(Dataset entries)
········

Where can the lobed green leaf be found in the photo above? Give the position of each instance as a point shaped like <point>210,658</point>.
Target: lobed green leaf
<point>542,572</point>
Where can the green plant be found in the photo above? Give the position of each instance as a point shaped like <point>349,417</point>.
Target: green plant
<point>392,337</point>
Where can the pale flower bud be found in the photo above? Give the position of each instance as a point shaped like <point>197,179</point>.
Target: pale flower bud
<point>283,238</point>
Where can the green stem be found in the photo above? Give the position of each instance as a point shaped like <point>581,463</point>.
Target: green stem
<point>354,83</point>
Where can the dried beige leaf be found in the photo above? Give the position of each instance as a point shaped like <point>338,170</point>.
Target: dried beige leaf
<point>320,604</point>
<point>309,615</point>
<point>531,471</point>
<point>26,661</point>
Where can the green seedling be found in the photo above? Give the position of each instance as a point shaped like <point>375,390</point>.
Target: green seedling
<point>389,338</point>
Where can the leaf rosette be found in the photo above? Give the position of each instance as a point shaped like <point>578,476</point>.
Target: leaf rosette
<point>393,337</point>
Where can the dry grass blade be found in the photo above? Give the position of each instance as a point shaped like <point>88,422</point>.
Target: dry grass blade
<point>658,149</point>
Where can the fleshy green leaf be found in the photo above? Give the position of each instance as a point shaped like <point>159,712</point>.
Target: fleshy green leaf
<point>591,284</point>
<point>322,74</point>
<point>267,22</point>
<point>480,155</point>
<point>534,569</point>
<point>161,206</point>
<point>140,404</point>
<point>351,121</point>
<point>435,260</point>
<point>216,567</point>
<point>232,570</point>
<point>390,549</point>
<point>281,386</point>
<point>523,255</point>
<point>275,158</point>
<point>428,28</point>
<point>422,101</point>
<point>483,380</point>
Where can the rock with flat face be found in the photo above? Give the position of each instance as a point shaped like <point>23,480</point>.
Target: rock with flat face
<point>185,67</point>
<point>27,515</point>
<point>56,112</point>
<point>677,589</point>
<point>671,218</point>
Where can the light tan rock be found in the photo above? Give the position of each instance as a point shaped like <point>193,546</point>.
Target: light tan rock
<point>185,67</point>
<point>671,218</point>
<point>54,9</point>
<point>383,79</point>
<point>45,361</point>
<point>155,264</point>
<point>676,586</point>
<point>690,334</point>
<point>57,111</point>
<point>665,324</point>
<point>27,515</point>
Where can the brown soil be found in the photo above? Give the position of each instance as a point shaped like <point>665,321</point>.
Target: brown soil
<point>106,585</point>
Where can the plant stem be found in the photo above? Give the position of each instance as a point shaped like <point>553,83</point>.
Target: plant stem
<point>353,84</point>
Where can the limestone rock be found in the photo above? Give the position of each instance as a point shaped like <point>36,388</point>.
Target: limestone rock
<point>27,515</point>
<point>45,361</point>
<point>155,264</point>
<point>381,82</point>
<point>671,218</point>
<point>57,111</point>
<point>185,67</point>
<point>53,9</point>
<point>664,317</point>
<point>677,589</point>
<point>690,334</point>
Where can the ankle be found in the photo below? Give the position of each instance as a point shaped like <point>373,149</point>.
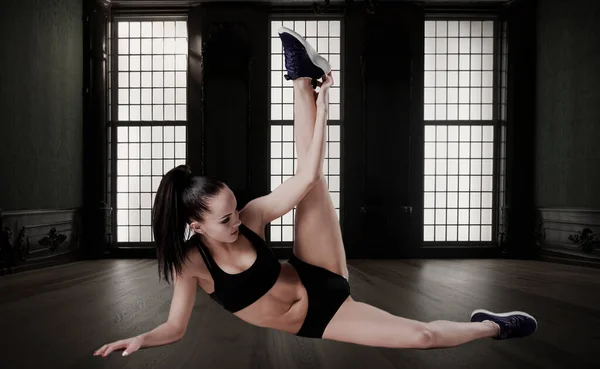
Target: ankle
<point>495,326</point>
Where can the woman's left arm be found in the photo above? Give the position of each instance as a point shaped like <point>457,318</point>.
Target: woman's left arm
<point>282,200</point>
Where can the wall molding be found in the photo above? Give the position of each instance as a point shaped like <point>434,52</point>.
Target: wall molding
<point>560,231</point>
<point>32,239</point>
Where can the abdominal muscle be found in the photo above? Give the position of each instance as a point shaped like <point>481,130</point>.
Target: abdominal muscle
<point>283,307</point>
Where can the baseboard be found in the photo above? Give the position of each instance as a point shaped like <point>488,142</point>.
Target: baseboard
<point>557,226</point>
<point>33,239</point>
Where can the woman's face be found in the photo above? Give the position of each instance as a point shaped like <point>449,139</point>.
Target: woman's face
<point>221,223</point>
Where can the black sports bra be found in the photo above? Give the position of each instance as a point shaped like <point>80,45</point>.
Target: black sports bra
<point>237,291</point>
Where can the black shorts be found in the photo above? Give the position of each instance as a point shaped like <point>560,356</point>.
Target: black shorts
<point>326,291</point>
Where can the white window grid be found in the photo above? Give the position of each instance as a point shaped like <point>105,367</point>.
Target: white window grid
<point>148,105</point>
<point>459,116</point>
<point>325,36</point>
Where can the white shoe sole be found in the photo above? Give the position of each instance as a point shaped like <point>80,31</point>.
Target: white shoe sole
<point>504,314</point>
<point>316,59</point>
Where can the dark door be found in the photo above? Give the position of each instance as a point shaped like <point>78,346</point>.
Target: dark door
<point>387,206</point>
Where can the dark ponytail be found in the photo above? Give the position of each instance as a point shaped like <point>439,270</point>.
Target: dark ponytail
<point>181,198</point>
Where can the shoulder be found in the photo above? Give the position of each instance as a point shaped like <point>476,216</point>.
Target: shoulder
<point>195,267</point>
<point>251,217</point>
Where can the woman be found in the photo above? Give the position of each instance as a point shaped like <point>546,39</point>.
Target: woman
<point>308,295</point>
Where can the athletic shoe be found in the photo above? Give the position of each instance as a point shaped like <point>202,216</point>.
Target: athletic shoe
<point>514,324</point>
<point>301,60</point>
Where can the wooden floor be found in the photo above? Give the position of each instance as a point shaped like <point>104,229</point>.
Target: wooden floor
<point>57,317</point>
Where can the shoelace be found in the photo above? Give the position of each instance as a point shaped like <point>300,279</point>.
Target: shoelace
<point>509,325</point>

········

▶ [About this exercise] What you return must match the data above exactly, with no images included.

▶ [Reply to the exercise]
Where can the lobed green leaf be found in the photo above? Give the position of each instance as a point shaped like <point>210,658</point>.
Target: lobed green leaf
<point>542,572</point>
Where can the green plant be found in the photo above? Give the position of each instance as a point shaped like <point>349,417</point>.
Target: green plant
<point>392,337</point>
Where can the pale flower bud be found in the photo above? Give the position of each instance as a point shaped like <point>197,179</point>.
Target: pale flower bud
<point>283,238</point>
Where can the green stem be found in the photo above? Give the position of each instance as a point shaped like <point>581,463</point>.
Target: green stem
<point>354,83</point>
Where can the dried beige leaf be found in the photo above? Give the position of each instance as a point shaped like <point>338,170</point>.
Target: dried beige leaf
<point>320,604</point>
<point>309,615</point>
<point>531,471</point>
<point>26,661</point>
Where can the green seedling be found in the photo above? Give the position of each instance as a point shaped like <point>375,390</point>.
Target: green seedling
<point>389,338</point>
Where can the leaf rosette be found in the photo above? Give the position of each instance as a point shaped like <point>578,476</point>.
Target: leaf rosette
<point>393,337</point>
Where can the dry grass blade be found in the photo above? Give the position of each instance as a point shaped like <point>88,422</point>.
Target: dry grass blade
<point>658,149</point>
Where can the fleshy green leaf be found in the photo above? Give the position of each instance as a point shaped like <point>159,712</point>.
Target: fleshy green leaf
<point>591,284</point>
<point>322,74</point>
<point>267,22</point>
<point>480,155</point>
<point>534,569</point>
<point>161,206</point>
<point>140,404</point>
<point>351,121</point>
<point>435,260</point>
<point>216,567</point>
<point>232,570</point>
<point>390,549</point>
<point>281,386</point>
<point>523,255</point>
<point>275,158</point>
<point>428,28</point>
<point>422,101</point>
<point>483,380</point>
Where can the rock with flat face be found in the photo above? Give the position of each instance as a point shaped like <point>23,480</point>.
Target: rock with flat face
<point>185,67</point>
<point>27,515</point>
<point>56,112</point>
<point>677,589</point>
<point>671,218</point>
Where can the light tan rock be found in the photo above? Give the position of each instance as a point shaped like <point>193,546</point>.
Target: light tan rock
<point>185,67</point>
<point>671,218</point>
<point>54,9</point>
<point>383,79</point>
<point>45,361</point>
<point>155,264</point>
<point>676,586</point>
<point>690,334</point>
<point>57,111</point>
<point>665,324</point>
<point>27,515</point>
Where can the brown soil be found in the photo above? Give the position of each instance as a point shaped like <point>665,321</point>.
Target: brown soil
<point>106,585</point>
Where can the plant stem be found in the photo above? Give the position of each instance as a point shaped like <point>553,83</point>.
Target: plant stem
<point>353,84</point>
Where can the limestone rock be found in the photo above? Give the position of each instance as a point shaped like <point>36,388</point>.
Target: limestone rock
<point>27,515</point>
<point>45,361</point>
<point>155,264</point>
<point>381,82</point>
<point>671,218</point>
<point>57,111</point>
<point>185,67</point>
<point>53,9</point>
<point>664,317</point>
<point>677,589</point>
<point>690,334</point>
Where can the ankle be found in the photo below? Give the position of each instance as a point shaped like <point>373,149</point>.
Target: ankle
<point>495,326</point>
Where can the woman's left arm be found in the photo above? Give the position of each instance as a point shaped like <point>457,318</point>.
Target: woman's left arm
<point>282,200</point>
Where can the wall molding be found in the photo above? Give the position of each instance as a point shaped like <point>434,52</point>.
Target: wall molding
<point>560,231</point>
<point>32,239</point>
Where can the abdominal muscle be found in the photo above? Give the position of each instance as a point shaped like <point>481,130</point>.
Target: abdominal muscle
<point>283,307</point>
Where can the baseboard be found in the photo above? Give the position of each instance as a point shaped like <point>488,142</point>.
Target: baseboard
<point>557,226</point>
<point>33,239</point>
Where can the woman's face be found in the photo above? Give the position of each instance as a point shaped like <point>449,139</point>.
Target: woman's face
<point>221,223</point>
Where can the black sports bra be found in the photo above? Give the position of each instance as a point shaped like <point>80,45</point>.
Target: black sports bra
<point>237,291</point>
Where can the black shorts be found in the photo above? Give the position of each instance as a point shaped like <point>560,356</point>.
Target: black shorts
<point>326,291</point>
Where can the white window grid be found in the photo above? Give the position of each instance as a point shaped like <point>105,367</point>.
Target: white window grid
<point>148,105</point>
<point>459,116</point>
<point>325,36</point>
Where can the white shoe sole be found in the photo above? Give the position of each instance as a point shaped like <point>80,31</point>.
Target: white shoe sole
<point>504,314</point>
<point>316,59</point>
Where can the dark door be found in the photo above? Give the position of each instance as a point shaped like <point>78,346</point>.
Target: dark door
<point>387,206</point>
Where can the dark ponytail be found in the photo above? Give the position of each instance as a point shaped like <point>439,270</point>.
Target: dark ponytail
<point>181,198</point>
Where can the shoulder be found in the photo above? Give the position of each instance as a point shaped like <point>476,216</point>.
Target: shoulder
<point>195,267</point>
<point>251,217</point>
Where can the woman be found in the photo above? Give the position of each instance as a point shaped like <point>546,39</point>.
Target: woman
<point>308,295</point>
Where can the athletic shoe be found in the photo above? Give the position of each instance as a point shaped like <point>202,216</point>.
Target: athletic shoe
<point>514,324</point>
<point>301,60</point>
Where can the wooden floor be found in the photo above? Give the position of each instance as a point shaped like <point>104,229</point>.
Target: wooden floor
<point>57,317</point>
Where can the shoelace be found in the photo above? Give the position of each instance as a point shaped like <point>300,279</point>.
Target: shoelace
<point>509,325</point>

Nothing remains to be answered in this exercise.